» What to do:
The records are to be copied in their entirety, exactly as given.

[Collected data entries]
##############################

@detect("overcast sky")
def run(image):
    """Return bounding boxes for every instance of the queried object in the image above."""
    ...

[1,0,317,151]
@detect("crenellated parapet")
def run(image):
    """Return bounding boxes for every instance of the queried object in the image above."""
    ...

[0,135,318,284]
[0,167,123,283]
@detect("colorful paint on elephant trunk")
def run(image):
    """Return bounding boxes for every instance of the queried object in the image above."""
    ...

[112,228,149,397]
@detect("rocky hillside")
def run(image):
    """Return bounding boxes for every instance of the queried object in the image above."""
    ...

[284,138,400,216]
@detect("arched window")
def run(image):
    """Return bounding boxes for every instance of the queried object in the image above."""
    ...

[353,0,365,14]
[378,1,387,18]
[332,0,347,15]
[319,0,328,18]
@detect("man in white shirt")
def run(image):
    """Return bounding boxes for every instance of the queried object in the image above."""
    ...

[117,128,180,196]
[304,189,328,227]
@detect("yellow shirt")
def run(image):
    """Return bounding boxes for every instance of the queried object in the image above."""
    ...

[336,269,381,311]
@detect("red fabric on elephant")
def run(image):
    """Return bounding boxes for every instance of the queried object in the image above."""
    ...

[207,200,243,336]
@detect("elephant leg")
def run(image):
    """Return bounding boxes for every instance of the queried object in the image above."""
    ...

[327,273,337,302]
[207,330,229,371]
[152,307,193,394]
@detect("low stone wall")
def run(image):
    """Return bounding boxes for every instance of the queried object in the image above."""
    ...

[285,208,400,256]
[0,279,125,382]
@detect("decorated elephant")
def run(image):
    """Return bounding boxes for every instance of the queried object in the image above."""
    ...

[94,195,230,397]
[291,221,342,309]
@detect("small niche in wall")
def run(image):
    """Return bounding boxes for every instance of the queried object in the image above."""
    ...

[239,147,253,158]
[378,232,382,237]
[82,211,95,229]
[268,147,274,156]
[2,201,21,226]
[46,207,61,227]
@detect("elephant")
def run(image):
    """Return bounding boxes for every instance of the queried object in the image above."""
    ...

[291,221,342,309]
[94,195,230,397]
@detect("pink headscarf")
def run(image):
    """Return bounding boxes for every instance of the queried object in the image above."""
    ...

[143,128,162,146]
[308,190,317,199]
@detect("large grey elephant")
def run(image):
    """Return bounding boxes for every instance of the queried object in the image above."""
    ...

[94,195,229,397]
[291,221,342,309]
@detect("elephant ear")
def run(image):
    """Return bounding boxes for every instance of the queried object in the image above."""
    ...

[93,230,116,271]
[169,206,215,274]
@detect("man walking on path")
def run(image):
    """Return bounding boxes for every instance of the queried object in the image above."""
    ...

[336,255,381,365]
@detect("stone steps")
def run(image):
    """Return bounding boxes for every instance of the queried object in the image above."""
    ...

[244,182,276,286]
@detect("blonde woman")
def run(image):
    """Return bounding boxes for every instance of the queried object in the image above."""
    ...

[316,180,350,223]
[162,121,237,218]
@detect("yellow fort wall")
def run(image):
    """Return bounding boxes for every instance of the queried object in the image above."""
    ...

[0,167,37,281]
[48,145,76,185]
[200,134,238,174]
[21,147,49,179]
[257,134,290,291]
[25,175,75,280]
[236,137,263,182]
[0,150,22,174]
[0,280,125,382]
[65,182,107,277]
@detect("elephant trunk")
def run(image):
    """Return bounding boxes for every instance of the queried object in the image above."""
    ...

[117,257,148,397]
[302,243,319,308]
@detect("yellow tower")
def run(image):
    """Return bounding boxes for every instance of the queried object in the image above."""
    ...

##############################

» Solution to this problem:
@detect("overcast sky")
def run(image):
    """Return bounding boxes for every instance of the queried object in the image above."""
    ...

[1,0,317,151]
@detect("crenellated parapet")
def run(image):
    """Return bounding boxes for every instance of the queried object in the image above."""
    ...

[0,135,318,284]
[0,167,123,283]
@detect("colorful paint on elephant trunk")
def run(image):
    """Return bounding boxes for every instance of the queried object in the image above."""
    ...

[112,228,149,397]
@detect("rocky hillside")
def run(image):
    """Return bounding boxes for every instance of the queried object in the image above."""
    ...

[284,138,400,216]
@detect("arched window")
def run(image):
    """Return bounding boxes for every instance of the queried object in the image above."""
    ...

[353,0,365,14]
[378,1,387,18]
[332,0,347,15]
[319,0,328,18]
@detect("man in white shirt")
def run(image):
    """Return bounding boxes for every instance of the queried object in the image above."""
    ...

[117,128,180,196]
[304,189,328,227]
@detect("yellow shirt")
def run(image):
    """Return bounding boxes for every instance of the queried object in the image above."""
    ...

[336,269,381,311]
@detect("red fabric on elephant")
def run(image):
    """Return bounding boxes for every instance of the queried object in the image above."""
    ...

[207,200,243,336]
@detect("elephant leg")
def run(image):
    """Return bounding boxes for every instance of the queried object in the image above."""
    ...

[327,273,337,302]
[207,330,229,371]
[152,307,193,394]
@detect("low stone wall")
def run(image):
    """Return bounding boxes for every instance of the queried object in the image above."""
    ...

[285,208,400,256]
[0,279,125,382]
@detect("decorated elephant")
def run(image):
    """Return bounding boxes for every instance of the queried object in the image above."""
    ...

[94,195,230,397]
[291,221,342,309]
@detect("small niche in wall")
def run(image):
    """Return bounding boxes for every instance of the queried object in the image above."""
    ...

[239,147,253,158]
[378,232,382,237]
[82,211,95,229]
[268,147,274,156]
[2,201,21,226]
[46,207,61,227]
@detect("elephant")
def run(image):
    """Return bounding boxes for every instance of the queried object in the image above."""
    ...

[291,221,342,309]
[94,195,230,397]
@detect("pink headscarf")
def run(image):
    """Return bounding boxes for every instance of the queried object in the image above."""
    ...

[143,128,162,146]
[308,190,317,199]
@detect("large grey elephant")
def run(image):
    """Return bounding boxes for every instance of the queried object in the image above."""
    ...

[94,195,229,397]
[291,221,342,309]
@detect("elephant ear")
def run(image):
    """Return bounding boxes for every instance of the queried object in the image above."""
    ...

[93,230,116,271]
[169,206,215,274]
@detect("man walking on path")
def run(image):
    """Return bounding boxes for every instance of the queried object in the image above."""
    ...

[336,255,381,365]
@detect("stone steps")
def run(image):
    """Return bounding boxes for every instance of the queried object in the image above."""
    ...

[244,182,276,286]
@detect("blonde woman")
def run(image):
    """Return bounding boxes for every instance of the queried object in the image above."""
    ...

[316,180,350,223]
[162,121,237,218]
@detect("yellow fort wall")
def run(image):
    """Return bounding boxes for every instance of the queried object in the image above."""
    ...

[0,167,37,281]
[48,145,76,185]
[200,134,238,174]
[21,147,49,179]
[257,134,290,291]
[25,175,75,280]
[236,137,263,182]
[0,150,22,174]
[0,280,125,382]
[65,182,107,277]
@detect("elephant trunk")
def run(image):
    """Return bounding boxes for every instance of the queried object in the image above."""
    ...

[117,257,148,397]
[302,243,319,308]
@detect("yellow tower")
def run(image):
    """Return bounding boxes for every instance of the queried object in the image above."""
    ...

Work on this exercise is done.